● **WHAT IS REQUIRED**
Reproduce the records below exactly; no pictures.

┌─ SUPPLIED RECORDS

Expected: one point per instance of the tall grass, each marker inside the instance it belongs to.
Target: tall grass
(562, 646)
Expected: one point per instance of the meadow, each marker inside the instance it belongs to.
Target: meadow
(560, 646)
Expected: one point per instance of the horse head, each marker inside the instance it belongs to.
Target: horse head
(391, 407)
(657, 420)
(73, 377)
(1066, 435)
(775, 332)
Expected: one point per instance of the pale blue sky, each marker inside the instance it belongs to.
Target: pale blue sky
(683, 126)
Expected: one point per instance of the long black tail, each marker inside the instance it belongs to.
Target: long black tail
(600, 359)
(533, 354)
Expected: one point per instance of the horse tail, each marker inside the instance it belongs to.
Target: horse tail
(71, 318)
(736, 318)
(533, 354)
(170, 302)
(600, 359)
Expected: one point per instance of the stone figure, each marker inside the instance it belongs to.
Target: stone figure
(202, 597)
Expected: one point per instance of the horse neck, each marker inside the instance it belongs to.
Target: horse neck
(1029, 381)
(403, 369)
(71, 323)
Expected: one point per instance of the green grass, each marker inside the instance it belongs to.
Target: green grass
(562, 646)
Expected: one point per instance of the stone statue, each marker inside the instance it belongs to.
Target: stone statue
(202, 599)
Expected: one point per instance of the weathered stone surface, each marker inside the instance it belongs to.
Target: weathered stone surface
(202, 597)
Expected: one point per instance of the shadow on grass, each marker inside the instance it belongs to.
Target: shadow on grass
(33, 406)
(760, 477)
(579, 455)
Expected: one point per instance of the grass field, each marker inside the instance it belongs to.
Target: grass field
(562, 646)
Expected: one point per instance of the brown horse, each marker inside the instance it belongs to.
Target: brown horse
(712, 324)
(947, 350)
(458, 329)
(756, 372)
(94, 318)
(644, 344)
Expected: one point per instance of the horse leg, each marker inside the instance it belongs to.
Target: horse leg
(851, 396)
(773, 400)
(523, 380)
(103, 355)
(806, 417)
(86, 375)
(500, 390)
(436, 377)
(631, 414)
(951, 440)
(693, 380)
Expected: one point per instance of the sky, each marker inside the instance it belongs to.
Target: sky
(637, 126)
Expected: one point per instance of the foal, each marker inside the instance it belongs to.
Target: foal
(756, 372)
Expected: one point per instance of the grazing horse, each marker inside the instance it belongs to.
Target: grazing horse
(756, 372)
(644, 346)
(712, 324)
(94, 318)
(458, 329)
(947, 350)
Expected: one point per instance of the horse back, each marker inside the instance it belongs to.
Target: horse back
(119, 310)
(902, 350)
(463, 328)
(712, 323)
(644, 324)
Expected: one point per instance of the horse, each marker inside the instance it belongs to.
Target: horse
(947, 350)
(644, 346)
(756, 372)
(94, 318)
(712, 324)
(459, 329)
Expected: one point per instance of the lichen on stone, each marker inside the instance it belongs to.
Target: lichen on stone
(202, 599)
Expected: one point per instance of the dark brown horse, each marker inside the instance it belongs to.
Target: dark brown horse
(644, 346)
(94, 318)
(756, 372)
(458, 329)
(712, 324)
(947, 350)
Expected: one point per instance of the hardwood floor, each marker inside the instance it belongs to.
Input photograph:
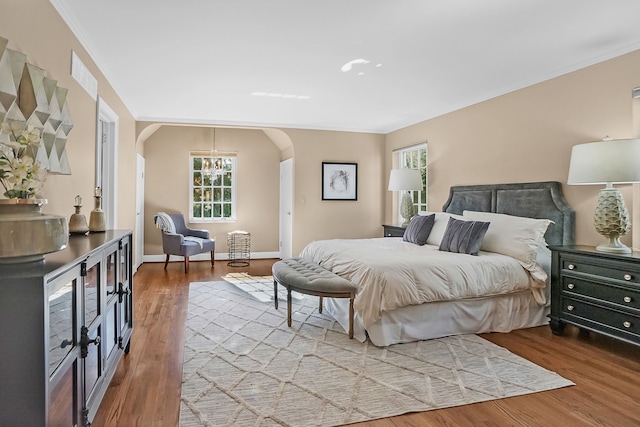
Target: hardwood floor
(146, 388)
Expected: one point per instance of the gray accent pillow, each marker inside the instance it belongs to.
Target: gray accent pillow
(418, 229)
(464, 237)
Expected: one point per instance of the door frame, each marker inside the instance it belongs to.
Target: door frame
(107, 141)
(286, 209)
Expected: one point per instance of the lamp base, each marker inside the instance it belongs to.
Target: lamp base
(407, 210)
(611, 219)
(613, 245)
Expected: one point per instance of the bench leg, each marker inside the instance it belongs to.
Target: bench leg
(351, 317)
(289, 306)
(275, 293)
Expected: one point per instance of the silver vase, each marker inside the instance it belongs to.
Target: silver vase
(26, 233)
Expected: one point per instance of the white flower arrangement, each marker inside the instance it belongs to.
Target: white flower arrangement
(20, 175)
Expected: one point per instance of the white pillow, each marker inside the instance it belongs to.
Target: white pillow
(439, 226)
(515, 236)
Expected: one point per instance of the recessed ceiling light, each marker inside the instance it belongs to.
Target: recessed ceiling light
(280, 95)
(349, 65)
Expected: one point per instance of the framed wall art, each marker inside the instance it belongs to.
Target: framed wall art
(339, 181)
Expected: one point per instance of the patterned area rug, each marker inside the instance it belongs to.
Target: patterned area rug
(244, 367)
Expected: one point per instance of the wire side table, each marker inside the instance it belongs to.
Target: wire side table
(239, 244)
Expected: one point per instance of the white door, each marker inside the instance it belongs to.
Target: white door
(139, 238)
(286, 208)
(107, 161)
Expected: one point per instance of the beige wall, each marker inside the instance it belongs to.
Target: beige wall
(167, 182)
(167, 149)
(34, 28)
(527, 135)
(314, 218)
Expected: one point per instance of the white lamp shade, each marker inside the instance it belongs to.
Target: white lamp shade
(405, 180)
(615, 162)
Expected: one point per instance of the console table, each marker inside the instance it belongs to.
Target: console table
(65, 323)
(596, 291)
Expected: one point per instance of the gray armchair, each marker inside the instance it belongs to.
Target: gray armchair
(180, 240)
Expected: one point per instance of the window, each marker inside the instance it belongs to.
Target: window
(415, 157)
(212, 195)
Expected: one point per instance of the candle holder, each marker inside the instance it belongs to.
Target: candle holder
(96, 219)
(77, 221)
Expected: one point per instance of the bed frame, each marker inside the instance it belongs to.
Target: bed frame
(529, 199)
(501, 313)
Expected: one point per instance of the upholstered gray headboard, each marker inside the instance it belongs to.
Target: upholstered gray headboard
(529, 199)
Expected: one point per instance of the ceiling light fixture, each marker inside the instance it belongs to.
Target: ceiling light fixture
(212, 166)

└─

● **ANSWER AREA**
Expected: one point per instance of the tall grass, each marker inside the instance it belongs to.
Target: tall grass
(562, 646)
Expected: one point per instance of the meadow, each marker inside the instance it belongs to.
Target: meadow
(560, 646)
Expected: one point per instance of the horse head, each marker inside the instance it belongs to.
Target: horse head
(391, 407)
(657, 420)
(73, 377)
(1066, 435)
(775, 332)
Expected: one point per instance of the pale blue sky, each marker inside the instance it belongs to.
Target: pale blue sky
(683, 126)
Expected: one point per instance of the long black tail, each marker inside the instance it belongs to.
Target: long black tail
(600, 359)
(533, 354)
Expected: one point per instance of the horse tail, each marker inside the instance it belongs to.
Target: horse tail
(71, 318)
(736, 318)
(533, 354)
(170, 302)
(600, 359)
Expected: one point per instance of the stone figure, each marker inside the instance it belongs to.
Target: stone figure
(202, 597)
Expected: one point per instance of the horse neck, each marker inside the instance it belongs to.
Target: horse neck
(1029, 381)
(403, 369)
(71, 323)
Expected: one point per instance of the green grass, each marker inside the instance it belongs to.
Target: green grass
(562, 646)
Expected: one point per instance of the stone statue, each marker inside the instance it belongs to.
Target: stone statue
(202, 599)
Expected: one point per instance of the weathered stone surface, each marker inside the instance it belongs to.
Target: weathered stone surface
(202, 597)
Expected: one point per instance of the shadow on grass, each marker inside the instance it belongs to.
Target: shadow on grass
(33, 406)
(760, 477)
(579, 455)
Expected: one point per instance of the grass field, each marker inside the instance it belongs to.
Target: grass field
(562, 646)
Expected: one point per instance of the brown horse, each marker inside the instance it belongs to.
Target: brown horse
(712, 324)
(947, 350)
(458, 329)
(756, 372)
(94, 318)
(644, 344)
Expected: one point per instance of the horse leg, each marker inside the instance it belongs to.
Target: horse leg
(851, 396)
(773, 400)
(523, 380)
(103, 355)
(806, 417)
(86, 375)
(500, 390)
(436, 377)
(631, 414)
(951, 440)
(693, 380)
Expected: one point per instance of the sky, each marker inside the instance it belongs to.
Target: sky
(637, 126)
Expected: one point per instance of the foal, each marker inside the instance it belongs to.
Target: foal
(756, 372)
Expected: one point per instance of the grazing horse, each marker inside the instance it belongs to.
Target: grazing horse
(756, 372)
(644, 346)
(712, 324)
(94, 318)
(458, 329)
(947, 350)
Expected: one point per instance of the horse back, each marker inside the instance it belongs to.
Target: horse back
(119, 310)
(902, 350)
(463, 328)
(712, 323)
(644, 324)
Expected: one point per instance of the horse, each marker inside the instance it belongs to.
Target: horse
(947, 350)
(644, 346)
(756, 372)
(94, 318)
(712, 324)
(459, 329)
Expected: one point per instance of the lichen on stone, each marker inside the instance it belongs to.
Target: lichen on stone
(202, 599)
Expected: one point per instance of the dark brown horse, each marker inside the instance it belongs to.
Target: dark brown horse
(644, 346)
(94, 318)
(756, 372)
(458, 329)
(712, 324)
(947, 350)
Expected: one point per instance of the hardwood floor, each marker inside the instance it belongs to.
Input photograph:
Target: hardwood floor
(146, 388)
Expected: one point per instance of the gray accent pillow, each marker inside the instance it belongs to.
Target: gray accent pillow
(418, 229)
(464, 237)
Expected: one point per instance of the door frame, each marker inside the instance it belongs to.
Target: door frame
(107, 141)
(286, 209)
Expected: one point per instance of the lamp base, each marker inside the instance it belongs to.
Target: lamp base
(407, 210)
(611, 219)
(613, 245)
Expected: one point per instance of the bench leg, each marker inside the instance it belongs to.
Target: bench leg
(351, 317)
(289, 306)
(275, 293)
Expected: one point per instance of the silver vase, each marker inside the instance it belongs to.
Target: silver vase
(26, 233)
Expected: one point per instance of the white flower arrangement, each marker inside the instance it belongs to.
Target: white flower arrangement
(20, 175)
Expected: one point per instance of the white pillow, each marker inside the instance it belongs to.
Target: white pillow
(439, 226)
(515, 236)
Expected: one point per instance of the recessed ceiling light, each marker inside the instance it belongs to.
Target: recessed ceiling light
(280, 95)
(349, 65)
Expected: one point per instance of the framed wall art, each marker inside the instance it belongs to.
Target: framed wall art
(339, 181)
Expected: one point per instance of the patterned area rug, each marker inside the instance it belongs to.
Target: patterned area rug
(244, 367)
Expected: one point per instance of the wire side table, each marker inside the instance it belongs to.
Target: wire side table
(239, 244)
Expected: one point per instance of the white door, each marker inside the instance it belongs to.
Target: white door
(139, 238)
(286, 208)
(107, 161)
Expected: one point per instance of the beige wall, each marker inside the instance it belongs to.
Target: beige wall
(167, 182)
(167, 149)
(34, 28)
(527, 135)
(314, 218)
Expected: one point per instance of the white lamp shade, each marker inside the instance it belongs to.
Target: white lamp shade
(405, 180)
(615, 162)
Expected: one point per instance of the console table, each marker inside the instance it belongs to.
Target: console table
(65, 323)
(596, 291)
Expected: one point per instance of the gray armchair, each marker inside the instance it belongs to.
Target: gray armchair
(180, 240)
Expected: one point per instance of the window, each marker inside the instance it belongs to.
Target: window
(415, 157)
(212, 195)
Expected: one point per instance of the candle holder, each marker inside the instance it belongs to.
Target: candle holder
(96, 219)
(77, 221)
Expected: one point per instance of the bed frame, each marker inside the instance it belongs to.
Target: bed frame
(529, 199)
(501, 313)
Expected: one point per instance of the upholstered gray headboard, each marker inside the instance it belongs to.
Target: upholstered gray headboard
(529, 199)
Expected: one point per instance of the ceiling light fixture, each marker inside the instance it belongs to.
Target: ceiling light fixture
(212, 166)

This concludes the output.